• _What you will do_: Write out exactly the lines running from the one with "the white column" to the end of the data, including both of those lines and excluding pictures.

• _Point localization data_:
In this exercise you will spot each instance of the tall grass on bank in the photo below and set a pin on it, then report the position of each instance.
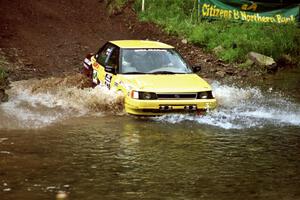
(236, 38)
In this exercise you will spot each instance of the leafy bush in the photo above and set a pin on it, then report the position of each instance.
(237, 38)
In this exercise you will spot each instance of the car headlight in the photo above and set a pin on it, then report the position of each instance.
(205, 95)
(143, 95)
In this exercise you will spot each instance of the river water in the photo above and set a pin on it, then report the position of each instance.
(55, 137)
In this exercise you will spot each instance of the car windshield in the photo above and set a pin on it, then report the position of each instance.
(152, 61)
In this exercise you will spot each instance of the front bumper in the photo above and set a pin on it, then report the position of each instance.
(160, 107)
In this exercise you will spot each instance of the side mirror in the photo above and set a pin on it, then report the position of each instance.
(196, 68)
(110, 69)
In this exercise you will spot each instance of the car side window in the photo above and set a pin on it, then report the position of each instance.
(104, 53)
(113, 60)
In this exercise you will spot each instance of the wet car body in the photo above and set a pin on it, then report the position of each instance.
(152, 76)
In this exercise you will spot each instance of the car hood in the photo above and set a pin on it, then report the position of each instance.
(167, 82)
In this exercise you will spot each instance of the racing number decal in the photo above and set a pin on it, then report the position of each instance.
(95, 78)
(108, 78)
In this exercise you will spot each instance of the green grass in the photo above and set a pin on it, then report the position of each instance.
(237, 38)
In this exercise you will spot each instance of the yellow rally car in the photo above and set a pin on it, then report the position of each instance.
(153, 77)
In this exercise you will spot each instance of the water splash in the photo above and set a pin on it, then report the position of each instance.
(38, 103)
(241, 108)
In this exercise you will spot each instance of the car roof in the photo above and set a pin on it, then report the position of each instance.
(134, 44)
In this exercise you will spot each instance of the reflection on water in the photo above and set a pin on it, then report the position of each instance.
(139, 158)
(56, 135)
(39, 103)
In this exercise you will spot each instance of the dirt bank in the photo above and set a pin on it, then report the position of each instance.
(50, 38)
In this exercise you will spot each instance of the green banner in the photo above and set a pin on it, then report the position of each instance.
(250, 11)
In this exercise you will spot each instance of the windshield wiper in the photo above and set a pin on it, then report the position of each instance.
(134, 73)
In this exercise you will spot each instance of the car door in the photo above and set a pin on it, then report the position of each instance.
(112, 67)
(106, 58)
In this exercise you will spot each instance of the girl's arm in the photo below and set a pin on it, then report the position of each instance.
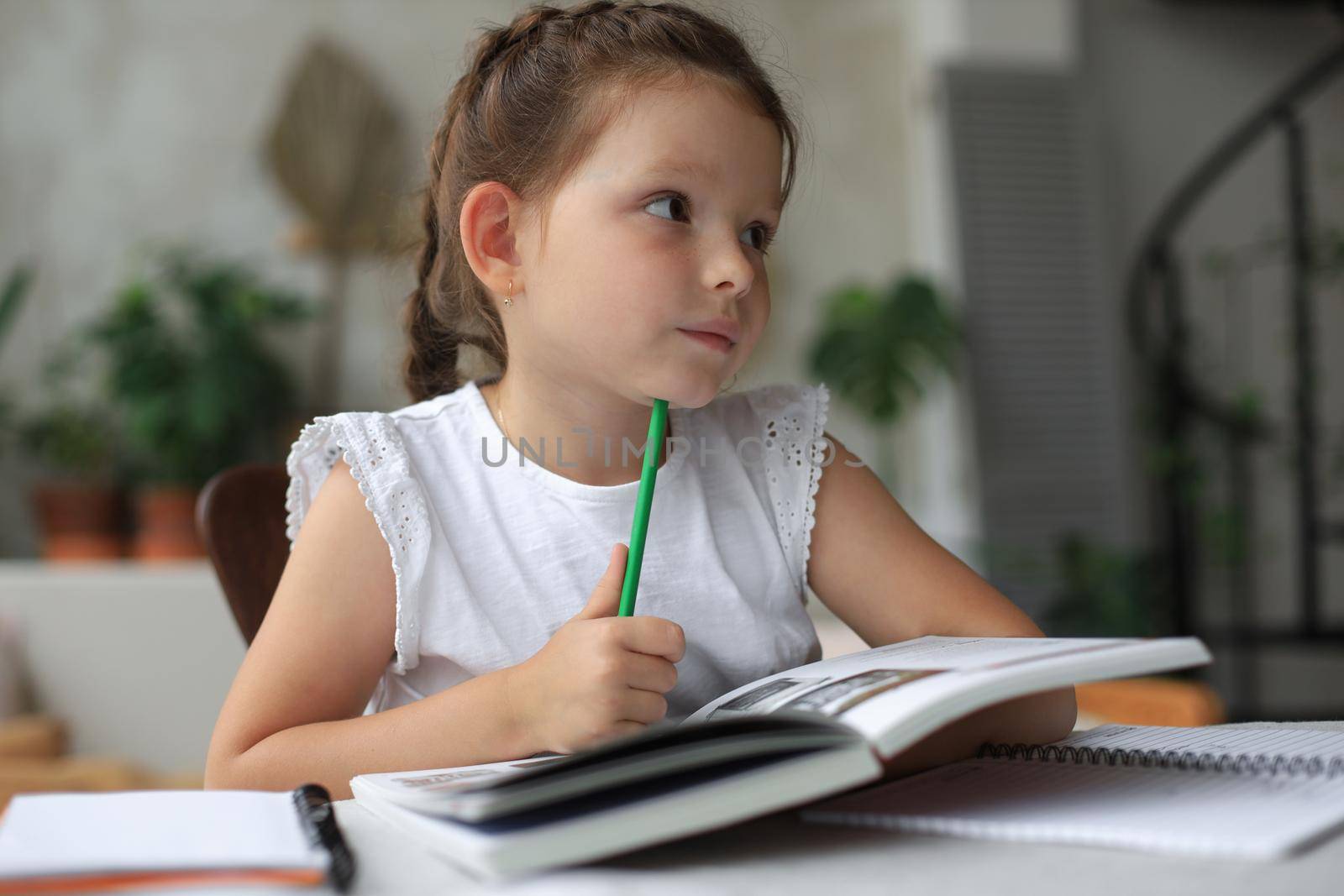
(877, 570)
(293, 712)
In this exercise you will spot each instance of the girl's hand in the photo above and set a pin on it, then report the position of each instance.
(600, 676)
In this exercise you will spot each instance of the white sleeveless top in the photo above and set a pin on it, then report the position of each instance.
(492, 555)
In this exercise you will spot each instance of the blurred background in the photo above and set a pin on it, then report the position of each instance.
(1070, 268)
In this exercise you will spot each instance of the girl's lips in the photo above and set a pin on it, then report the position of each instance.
(710, 340)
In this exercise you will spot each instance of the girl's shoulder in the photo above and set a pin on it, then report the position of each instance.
(777, 412)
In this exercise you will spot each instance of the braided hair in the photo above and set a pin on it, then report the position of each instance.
(535, 96)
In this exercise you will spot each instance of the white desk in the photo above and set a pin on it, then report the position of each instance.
(780, 855)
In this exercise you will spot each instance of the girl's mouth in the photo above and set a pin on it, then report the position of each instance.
(710, 340)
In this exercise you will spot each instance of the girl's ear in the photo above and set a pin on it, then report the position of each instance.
(488, 224)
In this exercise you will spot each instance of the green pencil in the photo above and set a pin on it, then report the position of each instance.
(643, 504)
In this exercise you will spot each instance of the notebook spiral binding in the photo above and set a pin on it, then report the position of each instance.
(1310, 766)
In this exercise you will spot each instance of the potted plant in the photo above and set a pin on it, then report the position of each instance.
(195, 385)
(877, 345)
(78, 504)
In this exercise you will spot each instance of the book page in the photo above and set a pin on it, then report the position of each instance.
(835, 685)
(895, 694)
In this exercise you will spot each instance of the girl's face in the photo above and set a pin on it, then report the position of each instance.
(660, 230)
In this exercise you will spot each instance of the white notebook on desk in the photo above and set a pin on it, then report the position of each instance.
(1241, 793)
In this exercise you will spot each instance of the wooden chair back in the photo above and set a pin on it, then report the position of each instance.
(241, 520)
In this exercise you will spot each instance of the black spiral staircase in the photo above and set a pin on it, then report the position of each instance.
(1162, 332)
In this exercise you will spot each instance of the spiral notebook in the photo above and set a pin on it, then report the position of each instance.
(1240, 793)
(84, 842)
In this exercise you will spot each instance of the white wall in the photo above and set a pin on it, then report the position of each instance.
(129, 120)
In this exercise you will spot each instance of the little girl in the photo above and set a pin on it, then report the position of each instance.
(605, 184)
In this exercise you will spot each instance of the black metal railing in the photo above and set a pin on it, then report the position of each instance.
(1162, 335)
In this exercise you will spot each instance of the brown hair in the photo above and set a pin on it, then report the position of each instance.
(528, 112)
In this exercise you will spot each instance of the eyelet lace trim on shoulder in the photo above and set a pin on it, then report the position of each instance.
(795, 448)
(373, 448)
(817, 454)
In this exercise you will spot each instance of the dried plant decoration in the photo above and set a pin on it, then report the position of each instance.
(336, 147)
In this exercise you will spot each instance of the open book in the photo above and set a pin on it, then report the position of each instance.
(1240, 793)
(781, 741)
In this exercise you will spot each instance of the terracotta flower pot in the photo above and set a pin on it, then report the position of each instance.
(165, 524)
(80, 520)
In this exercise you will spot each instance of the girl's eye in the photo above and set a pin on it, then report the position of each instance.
(685, 202)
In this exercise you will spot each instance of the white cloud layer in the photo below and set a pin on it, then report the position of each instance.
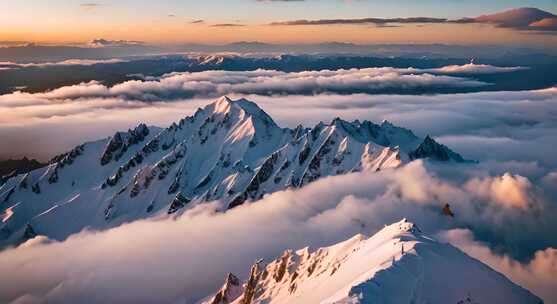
(508, 201)
(7, 65)
(163, 261)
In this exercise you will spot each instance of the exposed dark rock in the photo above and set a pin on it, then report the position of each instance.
(178, 203)
(430, 149)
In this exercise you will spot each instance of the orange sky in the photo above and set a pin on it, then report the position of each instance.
(172, 32)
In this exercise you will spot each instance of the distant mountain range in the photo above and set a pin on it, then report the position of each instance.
(231, 150)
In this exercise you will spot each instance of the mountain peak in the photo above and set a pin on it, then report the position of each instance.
(398, 264)
(224, 104)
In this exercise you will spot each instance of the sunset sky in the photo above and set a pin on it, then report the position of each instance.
(223, 21)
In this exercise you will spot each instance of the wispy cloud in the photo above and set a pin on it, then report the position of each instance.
(377, 21)
(227, 25)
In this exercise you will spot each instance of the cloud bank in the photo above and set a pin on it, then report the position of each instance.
(268, 82)
(187, 258)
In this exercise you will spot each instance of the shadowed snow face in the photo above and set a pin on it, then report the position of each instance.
(187, 258)
(507, 202)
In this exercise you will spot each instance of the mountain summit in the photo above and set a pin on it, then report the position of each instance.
(399, 264)
(230, 150)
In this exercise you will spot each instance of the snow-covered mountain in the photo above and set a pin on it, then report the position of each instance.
(230, 150)
(399, 264)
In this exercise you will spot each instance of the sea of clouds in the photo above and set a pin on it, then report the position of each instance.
(505, 206)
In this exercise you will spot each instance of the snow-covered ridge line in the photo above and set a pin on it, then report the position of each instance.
(231, 151)
(399, 264)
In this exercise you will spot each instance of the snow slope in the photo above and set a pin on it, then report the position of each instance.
(399, 264)
(230, 151)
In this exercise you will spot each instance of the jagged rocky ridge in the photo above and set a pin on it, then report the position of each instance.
(230, 151)
(399, 264)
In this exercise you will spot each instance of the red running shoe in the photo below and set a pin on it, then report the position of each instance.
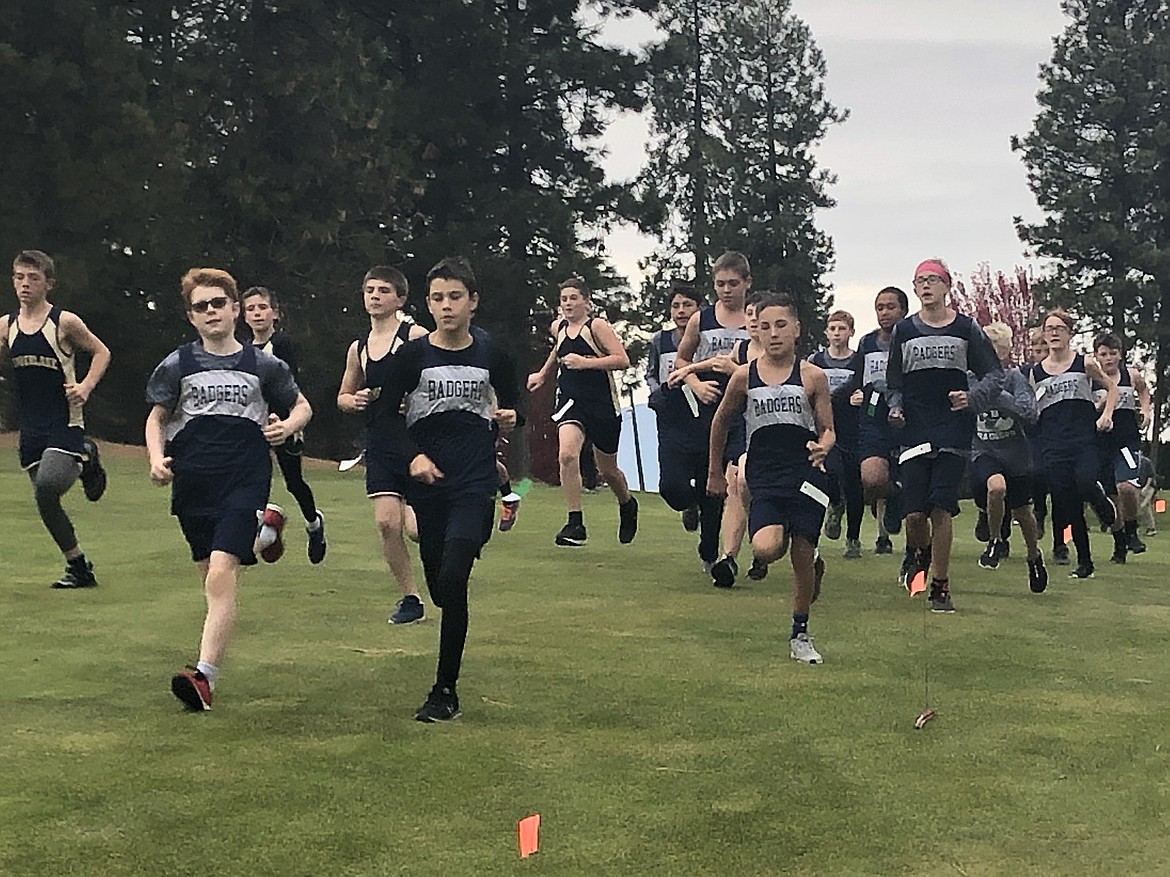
(193, 689)
(274, 518)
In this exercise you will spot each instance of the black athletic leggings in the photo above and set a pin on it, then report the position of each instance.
(1071, 484)
(845, 483)
(294, 480)
(682, 483)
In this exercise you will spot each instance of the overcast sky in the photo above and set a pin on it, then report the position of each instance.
(935, 89)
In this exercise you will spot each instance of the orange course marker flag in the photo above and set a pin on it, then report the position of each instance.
(529, 829)
(919, 582)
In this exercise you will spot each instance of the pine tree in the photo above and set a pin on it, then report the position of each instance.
(738, 99)
(1099, 164)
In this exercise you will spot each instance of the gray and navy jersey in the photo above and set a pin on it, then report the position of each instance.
(926, 365)
(1124, 433)
(451, 398)
(869, 373)
(715, 339)
(219, 406)
(1002, 418)
(780, 423)
(41, 368)
(842, 381)
(668, 404)
(1066, 409)
(592, 388)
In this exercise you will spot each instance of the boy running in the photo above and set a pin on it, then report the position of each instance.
(927, 381)
(1002, 458)
(456, 391)
(586, 408)
(844, 465)
(261, 313)
(710, 337)
(384, 290)
(208, 436)
(679, 429)
(1121, 446)
(42, 342)
(790, 430)
(1067, 432)
(876, 441)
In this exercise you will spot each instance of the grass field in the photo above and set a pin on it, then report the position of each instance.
(656, 725)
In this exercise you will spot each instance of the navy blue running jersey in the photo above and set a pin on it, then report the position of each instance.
(780, 423)
(374, 372)
(1065, 405)
(41, 368)
(219, 406)
(592, 388)
(926, 365)
(451, 398)
(842, 381)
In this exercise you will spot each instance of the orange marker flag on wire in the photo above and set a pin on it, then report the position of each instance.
(917, 584)
(529, 829)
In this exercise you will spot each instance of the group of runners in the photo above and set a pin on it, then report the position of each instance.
(754, 439)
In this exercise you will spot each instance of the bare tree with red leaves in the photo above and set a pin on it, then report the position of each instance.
(1003, 298)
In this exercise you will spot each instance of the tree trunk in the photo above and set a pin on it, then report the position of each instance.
(697, 172)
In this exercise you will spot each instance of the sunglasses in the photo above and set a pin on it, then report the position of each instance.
(207, 304)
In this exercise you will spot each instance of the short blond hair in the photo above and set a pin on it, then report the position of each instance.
(208, 277)
(840, 317)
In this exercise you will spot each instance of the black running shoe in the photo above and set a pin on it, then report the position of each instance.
(571, 534)
(724, 571)
(909, 566)
(990, 557)
(982, 530)
(441, 705)
(627, 526)
(76, 577)
(93, 474)
(940, 598)
(832, 529)
(1037, 574)
(317, 544)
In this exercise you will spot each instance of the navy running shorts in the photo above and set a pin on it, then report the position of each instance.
(1019, 487)
(931, 482)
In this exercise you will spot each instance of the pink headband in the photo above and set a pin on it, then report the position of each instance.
(931, 267)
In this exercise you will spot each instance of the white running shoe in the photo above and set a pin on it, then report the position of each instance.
(803, 650)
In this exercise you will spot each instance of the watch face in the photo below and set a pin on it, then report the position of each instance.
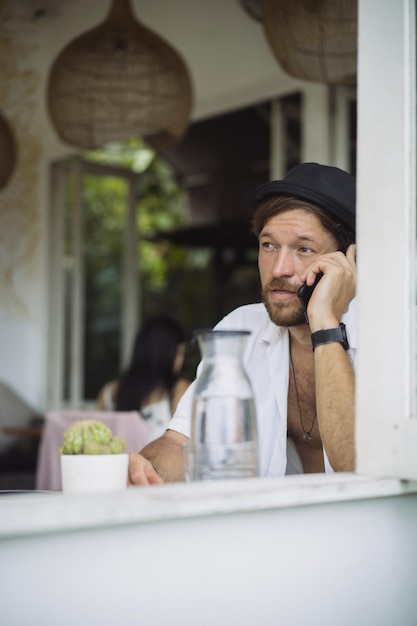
(330, 335)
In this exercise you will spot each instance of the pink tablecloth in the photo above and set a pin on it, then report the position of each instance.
(131, 426)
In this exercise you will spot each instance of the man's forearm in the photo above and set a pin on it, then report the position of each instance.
(167, 456)
(335, 397)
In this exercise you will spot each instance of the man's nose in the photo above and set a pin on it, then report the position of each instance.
(284, 263)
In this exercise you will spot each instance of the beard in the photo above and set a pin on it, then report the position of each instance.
(284, 313)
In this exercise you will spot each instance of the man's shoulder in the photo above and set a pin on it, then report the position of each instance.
(245, 317)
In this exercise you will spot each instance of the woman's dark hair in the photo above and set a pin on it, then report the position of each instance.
(278, 204)
(152, 363)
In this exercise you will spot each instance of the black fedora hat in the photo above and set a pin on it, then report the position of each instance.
(331, 188)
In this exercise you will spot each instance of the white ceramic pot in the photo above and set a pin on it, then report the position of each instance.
(94, 473)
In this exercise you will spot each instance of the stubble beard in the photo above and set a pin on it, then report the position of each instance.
(283, 313)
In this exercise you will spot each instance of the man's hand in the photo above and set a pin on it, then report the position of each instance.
(335, 290)
(142, 472)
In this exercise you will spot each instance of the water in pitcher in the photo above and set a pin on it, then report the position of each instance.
(224, 442)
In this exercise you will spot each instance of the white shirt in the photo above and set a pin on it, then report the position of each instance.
(266, 359)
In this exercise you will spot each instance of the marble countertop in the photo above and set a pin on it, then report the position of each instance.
(46, 512)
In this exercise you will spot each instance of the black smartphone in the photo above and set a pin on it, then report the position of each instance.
(305, 291)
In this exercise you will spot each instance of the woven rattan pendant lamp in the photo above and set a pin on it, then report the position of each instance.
(116, 81)
(314, 39)
(7, 152)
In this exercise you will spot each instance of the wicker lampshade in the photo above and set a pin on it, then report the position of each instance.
(116, 81)
(314, 39)
(7, 152)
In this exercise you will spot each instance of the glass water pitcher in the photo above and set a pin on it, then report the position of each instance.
(224, 439)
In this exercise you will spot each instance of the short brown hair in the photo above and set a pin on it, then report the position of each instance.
(272, 206)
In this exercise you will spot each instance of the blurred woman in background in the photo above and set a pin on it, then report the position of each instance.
(148, 383)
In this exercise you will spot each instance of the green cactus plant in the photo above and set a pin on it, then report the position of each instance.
(89, 436)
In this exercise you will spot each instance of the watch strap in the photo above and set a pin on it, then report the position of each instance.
(330, 335)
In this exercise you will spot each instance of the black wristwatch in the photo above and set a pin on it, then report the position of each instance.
(330, 335)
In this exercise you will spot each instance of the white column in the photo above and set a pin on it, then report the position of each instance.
(316, 127)
(386, 438)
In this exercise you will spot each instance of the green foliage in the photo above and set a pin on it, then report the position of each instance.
(91, 437)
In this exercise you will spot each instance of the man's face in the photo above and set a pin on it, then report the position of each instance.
(288, 244)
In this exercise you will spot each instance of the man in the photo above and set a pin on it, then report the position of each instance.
(301, 371)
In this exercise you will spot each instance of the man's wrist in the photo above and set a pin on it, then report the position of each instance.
(330, 335)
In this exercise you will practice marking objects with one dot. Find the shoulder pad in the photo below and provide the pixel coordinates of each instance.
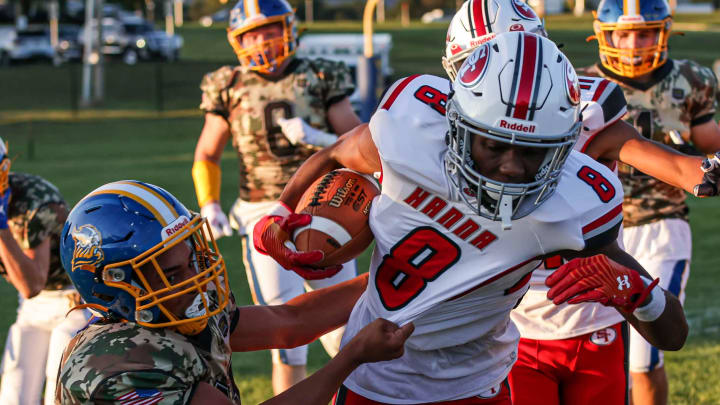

• _Exercise result_:
In this exercise you will spot each instance of the white column in the photo above and set a pin on it, then report the position of each instance.
(316, 127)
(386, 438)
In this exercise you will spot each instance of the green foliage in the photo above and set a pin on it, then report the position of each instance.
(91, 437)
In this exercise you will spot each instance of the man's face in the photo above and set a pin on it, then report the position of each instance.
(288, 244)
In this exercise you will spot each instance of the man in the photo above and set a pin on it, then report the position of each instance.
(301, 371)
In this exercise you will spot each instance of the man's wrist in the photo above and set a pin on it, then report the position of each instance.
(330, 335)
In this exercise you will practice marking objects with one dot. Find the shoulder pad in the photo below and provide the pixel coordinates of each instance.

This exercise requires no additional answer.